选段:
例子中涉及到的类与适配器模式中标准的类对应关系如下:
-
Command – Command
-
ConcreteCommand – CalculatorCommand
-
Client – CommandApp
-
Invoker – User
-
Receiver – Calculator
// Command pattern
// Real World example
using System;
using System.Collections.Generic;
namespace DoFactory.GangOfFour.Command.RealWorld
{
// MainApp test application
class MainApp
{
static void Main()
{
// Create user and let her compute
User user = new User();
// User presses calculator buttons
user.Compute('+', 100);
user.Compute('-', 50);
user.Compute('*', 10);
user.Compute('/', 2);
// Undo 4 commands
user.Undo(4);
// Redo 3 commands
user.Redo(3);
// Wait for user
Console.ReadKey();
}
}
// "Command"
abstract class Command
{
public abstract void Execute();
public abstract void UnExecute();
}
// "ConcreteCommand"
class CalculatorCommand : Command
{
private char _operator;
private int _operand;
private Calculator _calculator;
// Constructor
public CalculatorCommand(Calculator calculator,
char @operator, int operand)
{
this._calculator = calculator;
this._operator = @operator;
this._operand = operand;
}
// Gets operator
public char Operator
{
set { _operator = value; }
}
// Get operand
public int Operand
{
set { _operand = value; }
}
// Execute new command
public override void Execute()
{
_calculator.Operation(_operator, _operand);
}
// Unexecute last command
public override void UnExecute()
{
_calculator.Operation(Undo(_operator), _operand);
}
// Returns opposite operator for given operator
private char Undo(char @operator)
{
switch (@operator)
{
case '+': return '-';
case '-': return '+';
case '*': return '/';
case '/': return '*';
default: throw new
ArgumentException("@operator");
}
}
}
// "Receiver"
class Calculator
{
private int _curr = 0;
public void Operation(char @operator, int operand)

所给材料:
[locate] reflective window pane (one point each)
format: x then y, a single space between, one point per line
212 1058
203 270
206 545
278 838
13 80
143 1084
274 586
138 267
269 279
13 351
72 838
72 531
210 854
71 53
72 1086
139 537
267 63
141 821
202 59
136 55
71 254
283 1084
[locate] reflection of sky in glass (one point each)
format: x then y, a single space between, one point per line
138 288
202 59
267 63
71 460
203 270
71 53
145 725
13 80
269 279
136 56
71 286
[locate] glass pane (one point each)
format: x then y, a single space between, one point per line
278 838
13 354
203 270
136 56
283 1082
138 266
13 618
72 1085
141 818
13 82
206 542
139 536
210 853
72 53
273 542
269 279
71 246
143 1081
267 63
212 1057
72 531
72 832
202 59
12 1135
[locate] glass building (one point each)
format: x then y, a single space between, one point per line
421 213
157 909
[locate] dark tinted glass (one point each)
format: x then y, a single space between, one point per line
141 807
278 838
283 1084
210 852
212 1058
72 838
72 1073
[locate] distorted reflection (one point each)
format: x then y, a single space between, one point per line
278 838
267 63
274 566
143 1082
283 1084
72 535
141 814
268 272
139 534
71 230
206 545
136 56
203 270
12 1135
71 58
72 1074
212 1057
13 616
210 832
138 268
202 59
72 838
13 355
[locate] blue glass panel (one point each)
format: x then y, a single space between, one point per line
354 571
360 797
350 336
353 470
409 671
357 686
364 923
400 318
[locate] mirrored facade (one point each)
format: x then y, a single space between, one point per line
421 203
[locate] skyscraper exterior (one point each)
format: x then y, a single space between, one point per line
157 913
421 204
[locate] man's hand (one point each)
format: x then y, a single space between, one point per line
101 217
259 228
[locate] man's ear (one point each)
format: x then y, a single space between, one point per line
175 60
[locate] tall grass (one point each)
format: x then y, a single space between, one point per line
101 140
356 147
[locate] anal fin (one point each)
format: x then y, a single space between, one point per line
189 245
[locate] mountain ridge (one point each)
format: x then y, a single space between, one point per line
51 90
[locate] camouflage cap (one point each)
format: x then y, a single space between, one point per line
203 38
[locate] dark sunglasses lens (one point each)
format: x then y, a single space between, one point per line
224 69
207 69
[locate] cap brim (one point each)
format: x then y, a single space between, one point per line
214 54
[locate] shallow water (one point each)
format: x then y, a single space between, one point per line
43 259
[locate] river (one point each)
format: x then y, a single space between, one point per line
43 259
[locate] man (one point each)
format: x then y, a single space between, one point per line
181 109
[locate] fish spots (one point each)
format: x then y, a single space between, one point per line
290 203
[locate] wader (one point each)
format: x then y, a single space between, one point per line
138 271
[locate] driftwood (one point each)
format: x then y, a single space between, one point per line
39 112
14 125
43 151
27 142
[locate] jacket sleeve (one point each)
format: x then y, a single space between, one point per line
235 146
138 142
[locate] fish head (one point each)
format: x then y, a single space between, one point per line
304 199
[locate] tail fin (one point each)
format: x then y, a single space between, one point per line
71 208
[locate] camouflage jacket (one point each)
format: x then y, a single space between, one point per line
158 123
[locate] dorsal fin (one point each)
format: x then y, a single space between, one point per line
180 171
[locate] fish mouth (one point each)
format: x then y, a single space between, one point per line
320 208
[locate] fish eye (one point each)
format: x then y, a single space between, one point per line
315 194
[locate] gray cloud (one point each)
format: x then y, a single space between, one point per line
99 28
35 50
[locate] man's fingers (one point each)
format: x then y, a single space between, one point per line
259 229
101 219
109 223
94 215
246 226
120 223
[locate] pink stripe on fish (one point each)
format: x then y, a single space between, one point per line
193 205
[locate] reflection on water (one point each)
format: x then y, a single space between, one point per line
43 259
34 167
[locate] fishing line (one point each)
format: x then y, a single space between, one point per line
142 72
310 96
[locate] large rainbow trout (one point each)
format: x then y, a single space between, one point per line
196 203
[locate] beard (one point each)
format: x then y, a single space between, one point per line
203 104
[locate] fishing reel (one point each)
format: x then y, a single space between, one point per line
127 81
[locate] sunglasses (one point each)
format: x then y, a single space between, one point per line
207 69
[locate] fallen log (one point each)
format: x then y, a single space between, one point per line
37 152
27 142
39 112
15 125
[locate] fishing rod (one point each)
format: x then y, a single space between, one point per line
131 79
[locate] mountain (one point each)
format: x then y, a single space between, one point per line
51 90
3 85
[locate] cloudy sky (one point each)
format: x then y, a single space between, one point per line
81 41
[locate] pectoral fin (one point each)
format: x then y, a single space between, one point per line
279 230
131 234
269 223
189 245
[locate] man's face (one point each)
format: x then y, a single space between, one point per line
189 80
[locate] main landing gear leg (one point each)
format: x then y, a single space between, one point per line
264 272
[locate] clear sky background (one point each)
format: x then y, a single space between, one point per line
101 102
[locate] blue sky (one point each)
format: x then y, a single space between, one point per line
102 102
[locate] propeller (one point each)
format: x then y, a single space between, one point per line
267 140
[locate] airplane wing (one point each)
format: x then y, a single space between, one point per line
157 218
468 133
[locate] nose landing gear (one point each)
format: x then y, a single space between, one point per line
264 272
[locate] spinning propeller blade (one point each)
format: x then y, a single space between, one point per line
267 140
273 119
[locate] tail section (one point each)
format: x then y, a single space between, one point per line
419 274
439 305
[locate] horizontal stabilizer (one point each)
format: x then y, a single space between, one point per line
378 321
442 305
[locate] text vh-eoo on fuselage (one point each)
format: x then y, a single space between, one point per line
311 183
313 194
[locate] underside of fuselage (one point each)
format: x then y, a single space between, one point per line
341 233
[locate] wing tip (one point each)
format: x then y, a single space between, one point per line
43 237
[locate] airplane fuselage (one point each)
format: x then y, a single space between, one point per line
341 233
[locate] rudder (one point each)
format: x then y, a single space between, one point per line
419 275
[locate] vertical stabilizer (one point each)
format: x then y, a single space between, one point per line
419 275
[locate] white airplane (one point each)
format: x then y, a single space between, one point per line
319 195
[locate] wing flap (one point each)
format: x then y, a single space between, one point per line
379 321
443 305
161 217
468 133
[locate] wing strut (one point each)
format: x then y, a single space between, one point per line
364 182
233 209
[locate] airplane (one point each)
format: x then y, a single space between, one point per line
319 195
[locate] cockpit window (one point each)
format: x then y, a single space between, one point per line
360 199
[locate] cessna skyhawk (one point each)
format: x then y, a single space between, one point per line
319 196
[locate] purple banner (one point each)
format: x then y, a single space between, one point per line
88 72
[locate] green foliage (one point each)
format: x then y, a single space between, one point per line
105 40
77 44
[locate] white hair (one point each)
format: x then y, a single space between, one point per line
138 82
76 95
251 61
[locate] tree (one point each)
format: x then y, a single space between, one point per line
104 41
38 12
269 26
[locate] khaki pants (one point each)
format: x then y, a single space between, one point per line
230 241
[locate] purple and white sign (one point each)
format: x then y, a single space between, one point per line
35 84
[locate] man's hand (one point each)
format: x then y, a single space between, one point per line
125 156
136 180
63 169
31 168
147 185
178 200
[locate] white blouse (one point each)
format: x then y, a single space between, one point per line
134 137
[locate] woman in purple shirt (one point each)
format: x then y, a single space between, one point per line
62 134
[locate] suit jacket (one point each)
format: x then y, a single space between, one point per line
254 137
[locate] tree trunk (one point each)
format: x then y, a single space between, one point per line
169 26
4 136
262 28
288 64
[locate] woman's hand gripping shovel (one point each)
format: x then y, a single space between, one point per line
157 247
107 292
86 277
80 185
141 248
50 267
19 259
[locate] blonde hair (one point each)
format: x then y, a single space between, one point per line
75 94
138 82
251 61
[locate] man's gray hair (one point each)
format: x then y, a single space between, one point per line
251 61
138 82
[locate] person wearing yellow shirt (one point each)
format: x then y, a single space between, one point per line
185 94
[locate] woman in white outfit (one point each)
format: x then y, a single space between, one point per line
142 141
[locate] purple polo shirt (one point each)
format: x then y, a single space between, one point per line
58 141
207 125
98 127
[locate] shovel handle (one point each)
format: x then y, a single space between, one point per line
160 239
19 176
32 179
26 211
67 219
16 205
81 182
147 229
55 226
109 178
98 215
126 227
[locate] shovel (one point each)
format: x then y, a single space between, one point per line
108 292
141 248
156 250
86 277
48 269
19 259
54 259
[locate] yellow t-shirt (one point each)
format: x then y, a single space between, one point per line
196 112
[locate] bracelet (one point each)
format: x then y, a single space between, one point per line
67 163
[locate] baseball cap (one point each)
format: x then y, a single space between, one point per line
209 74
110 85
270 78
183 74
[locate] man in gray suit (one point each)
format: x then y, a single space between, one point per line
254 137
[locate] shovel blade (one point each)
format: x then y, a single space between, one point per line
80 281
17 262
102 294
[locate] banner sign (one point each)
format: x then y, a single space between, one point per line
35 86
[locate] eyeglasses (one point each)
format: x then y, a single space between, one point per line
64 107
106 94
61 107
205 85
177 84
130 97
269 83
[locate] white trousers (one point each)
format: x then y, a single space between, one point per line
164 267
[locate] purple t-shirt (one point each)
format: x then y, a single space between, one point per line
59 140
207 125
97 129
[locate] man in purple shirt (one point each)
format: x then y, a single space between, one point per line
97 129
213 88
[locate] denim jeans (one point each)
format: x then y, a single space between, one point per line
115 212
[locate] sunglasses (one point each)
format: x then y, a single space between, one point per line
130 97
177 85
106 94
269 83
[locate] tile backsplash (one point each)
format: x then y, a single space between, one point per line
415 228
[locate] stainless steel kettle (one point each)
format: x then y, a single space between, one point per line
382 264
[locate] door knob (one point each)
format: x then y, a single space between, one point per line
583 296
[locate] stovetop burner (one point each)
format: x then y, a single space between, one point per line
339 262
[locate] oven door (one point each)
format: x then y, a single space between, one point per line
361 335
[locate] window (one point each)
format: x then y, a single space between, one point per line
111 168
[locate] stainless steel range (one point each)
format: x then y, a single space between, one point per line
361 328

任务要求:
(1) 把选段中以“// Create user and let her compute”开头的这段代码,改写成简短的步骤列表,保留其中的主要操作。
(2) 从选段结尾处续写这段命令模式示例代码。
所给材料在这里派不上用场。

各题答案:
(1)
1. 创建一个 User 对象。
2. 依次按下计算器按钮:加 100、减 50、乘 10、除 2。
3. 撤销 4 条命令。
4. 重做 3 条命令。
5. 调用 Console.ReadKey() 等待用户按键。

(2)
{
switch (@operator)
{
case '+': _curr += operand; break;
case '-': _curr -= operand; break;
case '*': _curr *= operand; break;
case '/': _curr /= operand; break;
}
Console.WriteLine(
"Current value = {0,3} (following {1} {2})",
_curr, @operator, operand);
}
}
// "Invoker"
class User
{
// Initializers
private Calculator _calculator = new Calculator();
private List<Command> _commands = new List<Command>();
private int _current = 0;
public void Redo(int levels)
{
Console.WriteLine("
---- Redo {0} levels ", levels);
// Perform redo operations
for (int i = 0; i < levels; i++)
{
if (_current < _commands.Count - 1)
{
Command command = _commands[_current++];
command.Execute();
}
}
}
public void Undo(int levels)
{
Console.WriteLine("
---- Undo {0} levels ", levels);
// Perform undo operations
for (int i = 0; i < levels; i++)
{
if (_current > 0)
{
Command command = _commands[--_current] as Command;
command.UnExecute();
}
}
}
public void Compute(char @operator, int operand)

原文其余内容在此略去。